Extrait:
+++

La norme invoquée par les recourants est l'art. 3 LGZD, qui décrit le
contenu
d'un plan localisé de quartier. Les recourants en déduisent qu'un
plan ne
portant que sur une parcelle ne permettrait pas une transformation
satisfaisante du quartier. Ce faisant, même s'ils entendent en
déduire un
avantage pour eux-mêmes, les recourants invoquent les principes
d'aménagement
applicables, selon eux, à la zone de développement, ainsi que
l'exigence
générale d'une urbanisation cohérente. La qualité pour agir leur fait
défaut
sur ce point, et le recours est irrecevable en tant qu'il porte sur la
question de la surface minimale du PLQ.

2.
Les recourants soutiennent, à propos des nuisances sonores de
l'Aéroport, que
les valeurs de planification (et non les valeurs limites d'immission)
fixées
dans l'annexe 5 OPB, devraient être respectées s'agissant
d'installations
nouvelles. En effet, l'adoption du plan litigieux impliquerait un
passage de
la zone 5 de villas à la zone 3, et il s'agirait en outre de la
première
mesure de délimitation de la zone à bâtir conforme à la LAT. Les
calculs
effectués par l'EMPA (qui ne constitueraient pas un cadastre de bruit
contraignant) seraient fondés sur des données datant de 1998, et ne
tiendraient pas compte de l'évolution du trafic aérien; il n'y aurait
aucune
station de mesures dans le quartier. Pour sa part, le Tribunal
administratif
aurait examiné la question du trafic routier, mais aurait ignoré le
problème
du trafic aérien.

+++

Données enregistrées:
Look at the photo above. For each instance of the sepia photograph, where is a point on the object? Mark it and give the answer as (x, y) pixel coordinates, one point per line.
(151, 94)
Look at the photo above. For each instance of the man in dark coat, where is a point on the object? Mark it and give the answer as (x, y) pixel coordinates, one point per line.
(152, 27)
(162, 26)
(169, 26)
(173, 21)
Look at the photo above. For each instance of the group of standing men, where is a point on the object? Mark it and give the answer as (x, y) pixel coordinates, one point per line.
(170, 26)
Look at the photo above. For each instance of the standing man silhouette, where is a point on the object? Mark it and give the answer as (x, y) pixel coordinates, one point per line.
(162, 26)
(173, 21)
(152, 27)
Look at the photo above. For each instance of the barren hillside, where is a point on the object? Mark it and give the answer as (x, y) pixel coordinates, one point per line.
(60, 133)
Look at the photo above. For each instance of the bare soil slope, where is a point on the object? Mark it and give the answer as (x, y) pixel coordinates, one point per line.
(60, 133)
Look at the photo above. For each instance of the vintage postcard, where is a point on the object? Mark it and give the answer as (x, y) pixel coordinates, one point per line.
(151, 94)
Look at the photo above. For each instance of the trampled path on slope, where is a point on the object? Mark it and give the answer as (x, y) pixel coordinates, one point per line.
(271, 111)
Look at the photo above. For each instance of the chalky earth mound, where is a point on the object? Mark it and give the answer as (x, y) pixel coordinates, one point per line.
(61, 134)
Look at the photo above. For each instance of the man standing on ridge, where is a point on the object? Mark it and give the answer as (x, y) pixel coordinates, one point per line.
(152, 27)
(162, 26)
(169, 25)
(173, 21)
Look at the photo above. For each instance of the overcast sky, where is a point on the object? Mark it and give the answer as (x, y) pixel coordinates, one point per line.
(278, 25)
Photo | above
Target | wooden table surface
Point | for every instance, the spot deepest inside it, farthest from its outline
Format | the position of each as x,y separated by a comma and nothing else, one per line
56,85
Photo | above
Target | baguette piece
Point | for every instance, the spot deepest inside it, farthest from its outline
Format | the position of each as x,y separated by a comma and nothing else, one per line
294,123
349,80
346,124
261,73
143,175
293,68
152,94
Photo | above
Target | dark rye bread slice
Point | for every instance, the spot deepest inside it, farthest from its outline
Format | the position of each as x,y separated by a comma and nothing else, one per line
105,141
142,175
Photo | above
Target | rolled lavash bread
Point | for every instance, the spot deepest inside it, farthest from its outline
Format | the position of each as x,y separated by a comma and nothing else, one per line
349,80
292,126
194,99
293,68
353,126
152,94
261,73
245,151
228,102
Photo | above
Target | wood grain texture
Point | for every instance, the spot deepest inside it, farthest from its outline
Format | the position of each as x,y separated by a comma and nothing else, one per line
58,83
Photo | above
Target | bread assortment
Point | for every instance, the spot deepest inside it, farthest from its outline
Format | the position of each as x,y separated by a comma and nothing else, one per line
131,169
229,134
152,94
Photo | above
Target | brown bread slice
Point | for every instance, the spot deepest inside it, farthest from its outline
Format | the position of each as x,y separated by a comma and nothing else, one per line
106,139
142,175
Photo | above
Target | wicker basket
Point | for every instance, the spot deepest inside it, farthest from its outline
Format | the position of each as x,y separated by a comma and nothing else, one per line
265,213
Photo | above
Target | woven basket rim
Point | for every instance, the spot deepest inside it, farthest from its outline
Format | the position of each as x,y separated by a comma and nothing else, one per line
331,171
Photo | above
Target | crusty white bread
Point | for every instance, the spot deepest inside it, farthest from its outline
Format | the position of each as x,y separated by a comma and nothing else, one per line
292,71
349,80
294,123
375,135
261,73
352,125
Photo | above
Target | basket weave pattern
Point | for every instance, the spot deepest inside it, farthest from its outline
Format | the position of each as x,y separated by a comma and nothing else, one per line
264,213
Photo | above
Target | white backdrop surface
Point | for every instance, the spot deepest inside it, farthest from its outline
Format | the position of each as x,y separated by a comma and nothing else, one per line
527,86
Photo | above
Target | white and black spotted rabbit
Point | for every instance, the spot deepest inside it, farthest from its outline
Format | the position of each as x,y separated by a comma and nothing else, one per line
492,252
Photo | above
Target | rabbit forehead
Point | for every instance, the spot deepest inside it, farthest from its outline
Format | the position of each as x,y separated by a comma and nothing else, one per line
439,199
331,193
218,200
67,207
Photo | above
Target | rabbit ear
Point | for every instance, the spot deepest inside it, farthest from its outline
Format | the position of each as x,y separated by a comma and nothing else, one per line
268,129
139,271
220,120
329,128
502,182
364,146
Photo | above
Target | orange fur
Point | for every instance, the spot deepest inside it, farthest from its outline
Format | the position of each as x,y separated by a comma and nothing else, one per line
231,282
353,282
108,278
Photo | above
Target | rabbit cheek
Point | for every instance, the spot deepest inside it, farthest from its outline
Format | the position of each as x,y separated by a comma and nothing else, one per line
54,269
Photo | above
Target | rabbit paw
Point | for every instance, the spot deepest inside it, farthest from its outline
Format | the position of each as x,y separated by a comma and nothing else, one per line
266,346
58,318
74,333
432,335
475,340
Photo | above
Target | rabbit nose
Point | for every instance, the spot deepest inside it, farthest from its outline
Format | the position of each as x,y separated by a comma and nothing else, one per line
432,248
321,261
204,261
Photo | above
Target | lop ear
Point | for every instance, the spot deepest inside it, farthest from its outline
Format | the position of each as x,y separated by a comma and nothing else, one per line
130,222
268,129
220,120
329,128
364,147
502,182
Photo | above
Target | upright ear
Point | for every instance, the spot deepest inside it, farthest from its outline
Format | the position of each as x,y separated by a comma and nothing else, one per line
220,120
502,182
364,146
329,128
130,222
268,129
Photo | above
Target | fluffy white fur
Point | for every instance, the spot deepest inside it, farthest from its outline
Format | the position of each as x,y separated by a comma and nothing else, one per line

+++

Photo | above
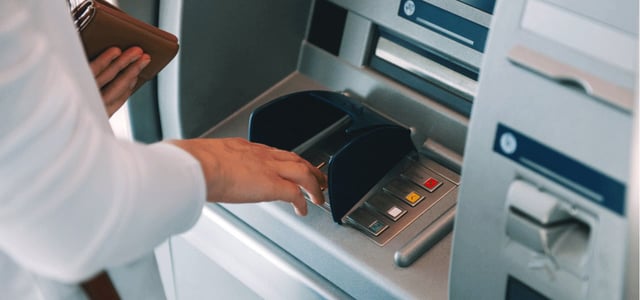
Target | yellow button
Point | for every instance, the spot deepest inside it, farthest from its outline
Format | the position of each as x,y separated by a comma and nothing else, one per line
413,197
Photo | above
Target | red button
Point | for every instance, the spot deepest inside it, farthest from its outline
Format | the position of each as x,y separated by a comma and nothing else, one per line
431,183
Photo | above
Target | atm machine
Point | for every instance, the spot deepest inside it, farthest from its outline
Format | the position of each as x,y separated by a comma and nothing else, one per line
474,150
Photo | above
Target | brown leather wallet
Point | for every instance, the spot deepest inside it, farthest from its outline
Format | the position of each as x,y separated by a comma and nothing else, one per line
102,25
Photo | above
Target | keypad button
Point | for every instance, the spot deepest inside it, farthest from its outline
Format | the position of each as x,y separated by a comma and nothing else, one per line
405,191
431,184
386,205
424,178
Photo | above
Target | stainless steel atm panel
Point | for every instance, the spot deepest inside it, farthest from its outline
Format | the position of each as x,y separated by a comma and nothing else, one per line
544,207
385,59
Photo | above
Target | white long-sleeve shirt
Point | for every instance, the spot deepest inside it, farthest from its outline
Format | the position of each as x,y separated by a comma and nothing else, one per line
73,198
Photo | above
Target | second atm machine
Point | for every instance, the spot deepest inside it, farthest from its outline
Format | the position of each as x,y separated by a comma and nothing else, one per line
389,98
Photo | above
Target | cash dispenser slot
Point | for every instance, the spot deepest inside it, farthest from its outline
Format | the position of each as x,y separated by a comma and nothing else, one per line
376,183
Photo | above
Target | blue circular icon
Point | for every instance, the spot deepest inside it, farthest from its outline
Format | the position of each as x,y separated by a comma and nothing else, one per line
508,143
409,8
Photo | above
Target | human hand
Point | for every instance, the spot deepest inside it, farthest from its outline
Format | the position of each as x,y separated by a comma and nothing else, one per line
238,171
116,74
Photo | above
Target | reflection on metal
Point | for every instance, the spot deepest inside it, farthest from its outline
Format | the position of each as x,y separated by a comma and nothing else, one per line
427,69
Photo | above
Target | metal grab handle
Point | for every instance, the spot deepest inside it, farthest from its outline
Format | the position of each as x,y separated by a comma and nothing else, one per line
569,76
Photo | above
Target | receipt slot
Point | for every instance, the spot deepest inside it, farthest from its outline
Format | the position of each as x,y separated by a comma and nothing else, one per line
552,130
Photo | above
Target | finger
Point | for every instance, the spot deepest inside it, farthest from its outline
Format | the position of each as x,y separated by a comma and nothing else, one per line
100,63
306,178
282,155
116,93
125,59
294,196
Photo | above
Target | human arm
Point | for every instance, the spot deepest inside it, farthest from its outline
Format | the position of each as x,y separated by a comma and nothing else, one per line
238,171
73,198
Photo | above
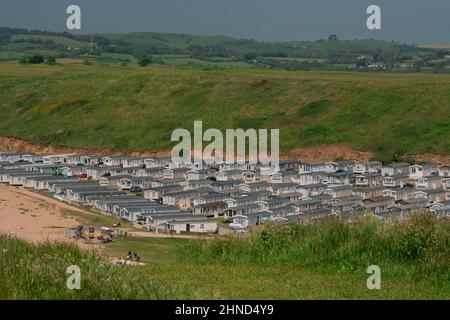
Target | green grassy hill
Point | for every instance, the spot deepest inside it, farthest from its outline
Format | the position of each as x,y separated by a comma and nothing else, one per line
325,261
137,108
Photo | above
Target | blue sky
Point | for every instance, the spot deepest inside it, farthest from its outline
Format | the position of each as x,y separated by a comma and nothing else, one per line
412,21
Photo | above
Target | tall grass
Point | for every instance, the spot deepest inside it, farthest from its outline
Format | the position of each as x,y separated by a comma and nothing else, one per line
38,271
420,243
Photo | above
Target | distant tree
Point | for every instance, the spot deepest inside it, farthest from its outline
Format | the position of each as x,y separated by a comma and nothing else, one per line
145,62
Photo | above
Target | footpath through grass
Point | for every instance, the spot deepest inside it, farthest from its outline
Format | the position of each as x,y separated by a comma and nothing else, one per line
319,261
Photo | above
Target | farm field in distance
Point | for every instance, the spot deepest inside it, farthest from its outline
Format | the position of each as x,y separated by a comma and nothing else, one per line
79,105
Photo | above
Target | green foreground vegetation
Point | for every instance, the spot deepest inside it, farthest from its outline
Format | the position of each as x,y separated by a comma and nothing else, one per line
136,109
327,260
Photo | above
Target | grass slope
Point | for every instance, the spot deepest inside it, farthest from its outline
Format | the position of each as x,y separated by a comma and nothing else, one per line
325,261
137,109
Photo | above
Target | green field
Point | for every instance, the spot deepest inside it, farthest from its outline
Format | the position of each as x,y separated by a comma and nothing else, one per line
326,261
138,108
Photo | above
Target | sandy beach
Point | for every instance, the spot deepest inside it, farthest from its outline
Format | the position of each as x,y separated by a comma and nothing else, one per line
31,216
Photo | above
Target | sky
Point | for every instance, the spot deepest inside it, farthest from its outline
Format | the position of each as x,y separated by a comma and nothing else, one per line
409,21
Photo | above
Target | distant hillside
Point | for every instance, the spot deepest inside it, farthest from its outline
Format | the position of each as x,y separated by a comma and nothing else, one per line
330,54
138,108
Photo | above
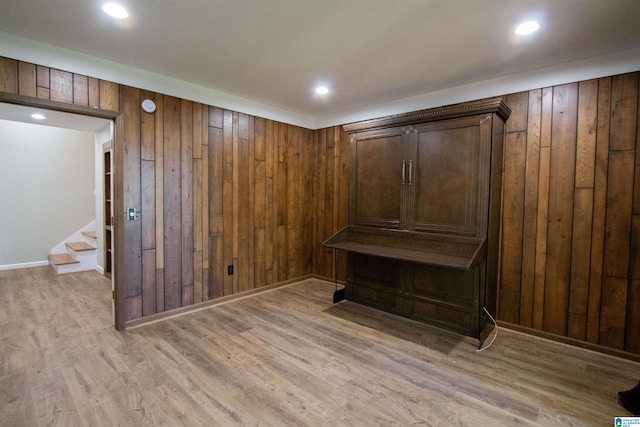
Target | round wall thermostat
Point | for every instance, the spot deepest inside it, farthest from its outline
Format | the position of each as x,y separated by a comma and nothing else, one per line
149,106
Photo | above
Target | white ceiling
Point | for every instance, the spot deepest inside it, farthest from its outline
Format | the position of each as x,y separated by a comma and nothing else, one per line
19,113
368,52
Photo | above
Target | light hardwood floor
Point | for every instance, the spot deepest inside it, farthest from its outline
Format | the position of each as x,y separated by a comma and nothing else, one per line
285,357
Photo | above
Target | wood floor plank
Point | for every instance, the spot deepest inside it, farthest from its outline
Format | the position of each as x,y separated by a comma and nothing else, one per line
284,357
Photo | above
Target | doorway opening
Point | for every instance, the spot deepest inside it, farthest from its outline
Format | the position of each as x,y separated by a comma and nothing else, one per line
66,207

+++

Consigne: Selon l'extrait, de quelle année dateraient les données sur lesquelles reposent les calculs effectués par l'EMPA ? Les enregistrements proviennent d'une autre source que l'extrait.

Solution: De 1998.